> [What this task involves] In the news story below about the Apollo 11 recovery, what did John Wolfram's team do first after the capsule splashed down?
═════ Passage provided
ALAMEDA (KPIX 5) -- It has been 50 years since the Apollo 11 astronauts were recovered at sea by the USS Hornet. The first person to reach that historic capsule was Navy frogman John Wolfram.

Wolfram was 20 years old, fresh out of Navy Special Forces training when he and his team were assigned to safeguard the Apollo 11 astronauts moments after their capsule splashed down. First, his team secured a flotation ring to keep the spacecraft from sinking. Then John climbed up and looked in.

"I looked into the hatch window to get a 'thumbs up' from the astronauts to let one of the doctors in the helicopter know they were okay," remembered Wolfram. "Once that was established, another helicopter came in close and more frogmen jumped in."

Wolfram modestly says it was a team effort they trained for. He says they knew what to do. Then a different frogman carefully approached the hatch. There was serious concern: moon germs!

"The astronauts open the door from the inside. Then uh, they were given these biological isolation garments," said Wolfram. "And then his job was to scrub down the capsule and the raft. And when they came out into the raft, they were also scrubbed down this Betadine solution."

When asked what the specific concern was, Wolfram replied, "I think it was possible moon pathogens."

Wolfram has been spending time on the Hornet lately, recalling those days long ago when the nation was glued to the space program, took pride in the success of completing complicated missions and believed manned space travel was just getting started.

After the Apollo missions, John resumed his normal assignments, which included  service in Vietnam.

John is now 70 years young. He still joyfully shouts his old motto: "First one in the water! Hooyaa!!"
══════════
═════ Dataset records
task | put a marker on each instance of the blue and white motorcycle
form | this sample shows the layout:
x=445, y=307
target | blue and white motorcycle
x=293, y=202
══════════
> [Your solution] They secured a flotation ring to keep the spacecraft from sinking.